• _What you will do_
Collect each line of the records containing the string "beak".

[Stored data entries]
────────────────────
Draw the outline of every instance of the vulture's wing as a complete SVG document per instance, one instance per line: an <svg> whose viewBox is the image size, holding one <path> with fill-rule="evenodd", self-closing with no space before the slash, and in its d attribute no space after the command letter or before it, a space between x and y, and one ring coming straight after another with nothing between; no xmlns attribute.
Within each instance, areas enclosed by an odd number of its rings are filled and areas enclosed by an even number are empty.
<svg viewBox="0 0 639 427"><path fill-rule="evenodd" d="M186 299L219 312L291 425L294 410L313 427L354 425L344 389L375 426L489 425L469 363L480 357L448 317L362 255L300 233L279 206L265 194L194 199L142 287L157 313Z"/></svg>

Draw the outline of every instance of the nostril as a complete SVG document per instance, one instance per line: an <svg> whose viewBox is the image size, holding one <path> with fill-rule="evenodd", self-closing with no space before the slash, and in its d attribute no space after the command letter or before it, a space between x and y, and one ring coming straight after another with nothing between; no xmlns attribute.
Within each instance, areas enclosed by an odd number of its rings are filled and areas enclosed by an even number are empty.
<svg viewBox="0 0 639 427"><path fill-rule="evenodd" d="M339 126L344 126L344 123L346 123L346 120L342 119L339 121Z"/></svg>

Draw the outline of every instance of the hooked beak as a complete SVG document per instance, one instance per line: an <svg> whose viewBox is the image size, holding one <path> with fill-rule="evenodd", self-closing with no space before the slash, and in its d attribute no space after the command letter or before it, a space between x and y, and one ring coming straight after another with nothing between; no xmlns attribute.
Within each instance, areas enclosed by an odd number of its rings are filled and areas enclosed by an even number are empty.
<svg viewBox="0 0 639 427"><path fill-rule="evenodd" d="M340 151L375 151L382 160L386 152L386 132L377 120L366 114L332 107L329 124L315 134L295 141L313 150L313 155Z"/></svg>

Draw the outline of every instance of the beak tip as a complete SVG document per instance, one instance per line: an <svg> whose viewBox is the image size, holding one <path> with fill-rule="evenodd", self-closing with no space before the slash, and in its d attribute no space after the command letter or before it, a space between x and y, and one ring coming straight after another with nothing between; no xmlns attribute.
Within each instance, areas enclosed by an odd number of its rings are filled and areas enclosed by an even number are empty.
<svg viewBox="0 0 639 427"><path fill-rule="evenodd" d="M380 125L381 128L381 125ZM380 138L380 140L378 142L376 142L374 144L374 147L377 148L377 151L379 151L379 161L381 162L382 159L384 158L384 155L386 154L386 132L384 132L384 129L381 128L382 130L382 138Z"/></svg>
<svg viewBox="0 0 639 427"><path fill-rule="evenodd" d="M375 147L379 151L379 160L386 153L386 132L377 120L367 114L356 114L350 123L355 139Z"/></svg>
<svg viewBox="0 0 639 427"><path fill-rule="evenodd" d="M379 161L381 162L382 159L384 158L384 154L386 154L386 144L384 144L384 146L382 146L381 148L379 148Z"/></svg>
────────────────────
• _Answer to this problem_
Draw the outline of every instance of the hooked beak as a complete SVG document per instance, one instance per line: an <svg> whose viewBox is the image size, holding one <path> with fill-rule="evenodd", self-closing with no space before the slash, and in its d attribute no space after the command letter or before it, a space between x and y, and one ring coming straight after another with nothing between; no xmlns attribute.
Draw the outline of every instance of the beak tip as a complete SVG document per instance, one instance per line: an <svg> whose viewBox is the image size, holding one <path> with fill-rule="evenodd", self-closing with no space before the slash, and in its d attribute no space after the command letter or before it, a space between x and y, and one ring coming straight after another with nothing between; no xmlns attribute.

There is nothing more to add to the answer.